● **PROBLEM**
Everything in the entries is to be written out exactly, except for the pictures.

● **INFORMATION SUPPLIED**
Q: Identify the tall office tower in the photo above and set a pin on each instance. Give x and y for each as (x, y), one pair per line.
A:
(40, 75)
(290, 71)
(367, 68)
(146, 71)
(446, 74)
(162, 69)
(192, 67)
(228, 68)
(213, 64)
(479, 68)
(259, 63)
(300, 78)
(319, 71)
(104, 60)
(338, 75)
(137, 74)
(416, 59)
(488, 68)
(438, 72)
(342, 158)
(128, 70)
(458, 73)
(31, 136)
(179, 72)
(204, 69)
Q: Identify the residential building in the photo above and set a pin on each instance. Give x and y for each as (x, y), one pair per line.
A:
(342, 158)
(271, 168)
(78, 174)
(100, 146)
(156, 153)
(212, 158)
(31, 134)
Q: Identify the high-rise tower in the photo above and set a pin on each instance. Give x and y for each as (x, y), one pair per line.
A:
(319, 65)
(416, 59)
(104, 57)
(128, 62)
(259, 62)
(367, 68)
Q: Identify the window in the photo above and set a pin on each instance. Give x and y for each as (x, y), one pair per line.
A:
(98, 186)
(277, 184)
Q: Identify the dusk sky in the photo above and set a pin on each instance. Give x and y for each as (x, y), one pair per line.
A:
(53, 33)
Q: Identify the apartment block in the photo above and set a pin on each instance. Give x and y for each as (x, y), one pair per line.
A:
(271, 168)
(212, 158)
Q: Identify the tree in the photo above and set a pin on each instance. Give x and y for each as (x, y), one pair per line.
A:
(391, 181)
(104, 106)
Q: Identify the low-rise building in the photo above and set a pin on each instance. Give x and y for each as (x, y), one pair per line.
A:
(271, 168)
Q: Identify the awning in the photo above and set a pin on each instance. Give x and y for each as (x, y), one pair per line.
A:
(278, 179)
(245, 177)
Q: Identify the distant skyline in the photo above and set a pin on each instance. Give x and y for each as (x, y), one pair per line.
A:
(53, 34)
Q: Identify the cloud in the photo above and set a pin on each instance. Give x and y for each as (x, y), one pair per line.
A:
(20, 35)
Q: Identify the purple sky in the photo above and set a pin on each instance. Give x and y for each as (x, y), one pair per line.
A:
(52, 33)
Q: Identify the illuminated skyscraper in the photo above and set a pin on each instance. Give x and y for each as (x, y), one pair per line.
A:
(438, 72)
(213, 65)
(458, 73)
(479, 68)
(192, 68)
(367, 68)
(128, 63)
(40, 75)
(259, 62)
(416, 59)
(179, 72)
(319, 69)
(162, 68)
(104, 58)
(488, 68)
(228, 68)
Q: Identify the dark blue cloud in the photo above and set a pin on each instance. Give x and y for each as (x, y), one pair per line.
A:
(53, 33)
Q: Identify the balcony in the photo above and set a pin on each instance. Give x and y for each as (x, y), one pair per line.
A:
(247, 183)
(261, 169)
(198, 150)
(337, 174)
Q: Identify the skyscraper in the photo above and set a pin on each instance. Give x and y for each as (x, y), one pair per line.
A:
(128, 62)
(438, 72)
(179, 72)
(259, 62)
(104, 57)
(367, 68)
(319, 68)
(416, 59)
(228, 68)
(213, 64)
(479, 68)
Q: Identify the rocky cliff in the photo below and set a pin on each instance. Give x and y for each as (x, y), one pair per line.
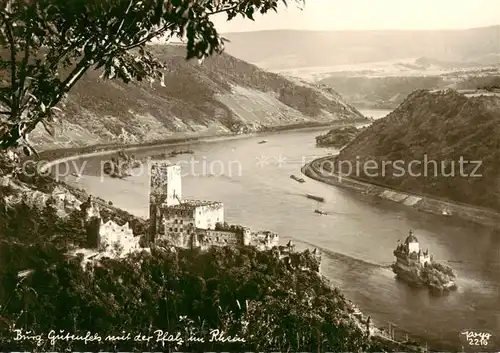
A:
(419, 147)
(221, 95)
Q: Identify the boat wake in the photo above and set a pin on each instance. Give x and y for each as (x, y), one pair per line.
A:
(341, 257)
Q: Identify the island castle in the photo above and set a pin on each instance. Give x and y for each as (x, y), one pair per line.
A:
(409, 253)
(193, 223)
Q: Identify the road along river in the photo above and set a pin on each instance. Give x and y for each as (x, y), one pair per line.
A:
(357, 236)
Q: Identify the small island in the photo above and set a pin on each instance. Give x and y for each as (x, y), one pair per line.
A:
(338, 137)
(417, 267)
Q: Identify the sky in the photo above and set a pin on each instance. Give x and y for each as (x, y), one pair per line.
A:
(371, 15)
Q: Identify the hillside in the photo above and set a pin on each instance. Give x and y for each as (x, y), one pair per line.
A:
(440, 126)
(222, 95)
(387, 92)
(287, 49)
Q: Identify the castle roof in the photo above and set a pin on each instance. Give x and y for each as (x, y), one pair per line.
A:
(192, 204)
(411, 238)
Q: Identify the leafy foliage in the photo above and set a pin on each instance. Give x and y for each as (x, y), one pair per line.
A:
(268, 302)
(50, 44)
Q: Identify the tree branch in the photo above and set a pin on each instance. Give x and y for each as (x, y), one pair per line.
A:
(22, 72)
(13, 54)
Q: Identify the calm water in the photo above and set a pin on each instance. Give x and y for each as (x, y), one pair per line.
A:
(357, 236)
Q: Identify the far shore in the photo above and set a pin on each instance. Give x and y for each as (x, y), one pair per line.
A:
(61, 155)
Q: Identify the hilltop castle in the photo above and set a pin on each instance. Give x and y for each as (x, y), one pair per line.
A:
(409, 253)
(193, 223)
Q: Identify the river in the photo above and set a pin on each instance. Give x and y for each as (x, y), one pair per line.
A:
(357, 236)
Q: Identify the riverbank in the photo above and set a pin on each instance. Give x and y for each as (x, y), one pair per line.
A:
(71, 153)
(422, 203)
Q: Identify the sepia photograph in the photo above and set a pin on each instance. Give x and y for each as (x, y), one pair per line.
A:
(250, 176)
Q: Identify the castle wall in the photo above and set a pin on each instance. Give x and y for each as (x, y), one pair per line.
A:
(206, 216)
(178, 220)
(264, 240)
(413, 247)
(208, 238)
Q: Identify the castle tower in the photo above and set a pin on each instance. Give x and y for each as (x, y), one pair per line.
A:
(164, 189)
(411, 243)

● **SOLUTION TO THIS PROBLEM**
Q: Identify the tall office tower in the photo above and set a pin on each instance. Give x and y for each as (x, y), one pair per line.
A:
(40, 75)
(290, 71)
(367, 68)
(146, 71)
(446, 74)
(162, 69)
(192, 67)
(228, 68)
(213, 64)
(479, 68)
(259, 63)
(300, 78)
(319, 71)
(104, 60)
(338, 75)
(137, 74)
(416, 59)
(488, 68)
(438, 72)
(342, 158)
(128, 70)
(458, 73)
(31, 136)
(179, 72)
(204, 69)
Q: Identify the residential building in the photo above and set a pin on each instance. Give x and y for each as (x, y), one pair per line.
A:
(342, 158)
(271, 168)
(78, 174)
(100, 146)
(156, 153)
(212, 158)
(31, 134)
Q: Identify the high-rise tower in the photo above and set a pin on each instance. Give x and y for each as (x, y), one pair per line.
A:
(319, 65)
(416, 59)
(104, 57)
(128, 62)
(259, 62)
(367, 68)
Q: Identify the window in the photo above and set a pin on each instance. Give x and y for each as (x, y), one pair per line.
A:
(98, 186)
(277, 184)
Q: Identify the dusk sky in the photo above and set a pin on each instance. Give x and y for each as (x, y), one pair per line.
A:
(53, 33)
Q: Identify the apartment block in the photo above and set a pin on each instance. Give x and y for each as (x, y), one pair per line.
A:
(271, 168)
(212, 158)
Q: Identify the tree in the photo above and set a pin on each instance. Give x and y for each as (x, y), one pair per line.
A:
(391, 181)
(104, 106)
Q: Identify the low-rise building in the photo above and set a pin on each instance. Give x and y for each as (x, y), one pair per line.
A:
(271, 168)
Q: Identify the awning in the photo above and set a pin on each instance. Give x and y for each as (x, y), one pair per line.
A:
(278, 179)
(245, 177)
Q: Identify the distant skyline in the photo above and set a pin on each instance. Give x and y for each as (x, y), one pair per line.
A:
(53, 34)
Q: Identify the cloud in the photo above and set a pin on each instance. Give x and y for each as (x, y), one pair per line.
A:
(20, 35)
Q: Identify the purple sky in the photo above and set a pin on each instance. Give x and y for each as (x, y), one pair per line.
A:
(52, 33)
Q: Identify the illuminated skyscraper in the photo above and set a pin on each instance. Give x and y for each as (x, y), one pair per line.
A:
(438, 72)
(213, 65)
(458, 73)
(479, 68)
(192, 68)
(367, 68)
(128, 63)
(40, 75)
(259, 62)
(416, 59)
(179, 72)
(319, 69)
(162, 68)
(104, 58)
(488, 68)
(228, 68)
Q: Identify the dark blue cloud in the photo above and set a pin on each instance. Give x and y for each as (x, y), one pair per line.
A:
(53, 33)
Q: Identify the balcony in the photo above and set a pin on each instance. Give x and y for each as (x, y), one pair per line.
A:
(247, 183)
(261, 169)
(198, 150)
(337, 174)
Q: Identify the skyscraper in the photo above and set a pin on each instance. Give x and y for each as (x, y), one pair per line.
A:
(128, 62)
(438, 72)
(179, 72)
(259, 62)
(104, 57)
(367, 68)
(319, 68)
(416, 59)
(228, 68)
(213, 64)
(479, 68)
Q: Identify the rocky cliff in the photo below and set a pin on each instance. Give x and y for each as (x, y), one pair per line.
A:
(419, 147)
(221, 95)
Q: Identify the boat wake in the photo above and set a pin on each instance. Give x and y for each as (x, y), one pair per line.
A:
(341, 257)
Q: Identify the island castle in the photo above and set a pin on each instance. Give x and y for each as (x, y), one pair per line.
A:
(409, 253)
(193, 223)
Q: Identify the road along river in the photo above and set a pin on each instance. Give x and y for each as (x, y), one pair per line.
A:
(357, 236)
Q: Identify the small island in the photo above and set a pin on each instance. Give x and y for each as (x, y), one pair per line.
A:
(338, 137)
(417, 267)
Q: Identify the sky in the photo above and set a pin on each instance. Give x and y for each as (x, y), one pair per line.
A:
(371, 15)
Q: Identify the hillside in the photo above and set a pin on each instance. Give x and y for each as (x, y), one pair per line.
A:
(440, 126)
(222, 95)
(387, 92)
(287, 49)
Q: Identify the castle roof in the photo above and set a pin on each instance. Give x and y for each as (x, y), one pair per line.
A:
(192, 204)
(411, 238)
Q: Identify the leafy foliage in the photo above and set a pin on each instance. Give x and y for each as (x, y), one pair per line.
A:
(268, 302)
(50, 44)
Q: Identify the tree branch in the photo above and set a pin on each instance. Give x and y for each as (x, y), one pair per line.
A:
(22, 72)
(13, 54)
Q: Identify the calm water in the photo above and set a pin on each instance. Give x and y for each as (x, y), one pair per line.
A:
(357, 236)
Q: Identify the far shore in the photo above and set a pin on each instance. Give x and y for each as (x, y), one pair per line.
A:
(61, 155)
Q: Identify the hilltop castle in the photo above and set a pin on each instance. Give x and y for each as (x, y), one pair per line.
A:
(409, 253)
(193, 223)
Q: Identify the river in the photo above and set a pin on each instance. Give x and y for each as (x, y), one pair per line.
A:
(357, 236)
Q: Identify the riverbank in the photo above and set a pin on each instance. Give x and y for each as (x, y), one pair per line.
A:
(71, 153)
(422, 203)
Q: Identify the sepia photograph in the photo above and set a pin on each instance. Give x and y for each as (x, y), one pair per line.
A:
(250, 176)
Q: Identify the castle wall in the photo above and set a pin on each instance. Give x and y for each as (x, y), one pair per line.
A:
(206, 216)
(178, 220)
(264, 240)
(413, 247)
(208, 238)
Q: Identify the castle tower in the photo above and set a pin on each instance. Give x and y for each as (x, y), one pair per line.
A:
(164, 189)
(411, 243)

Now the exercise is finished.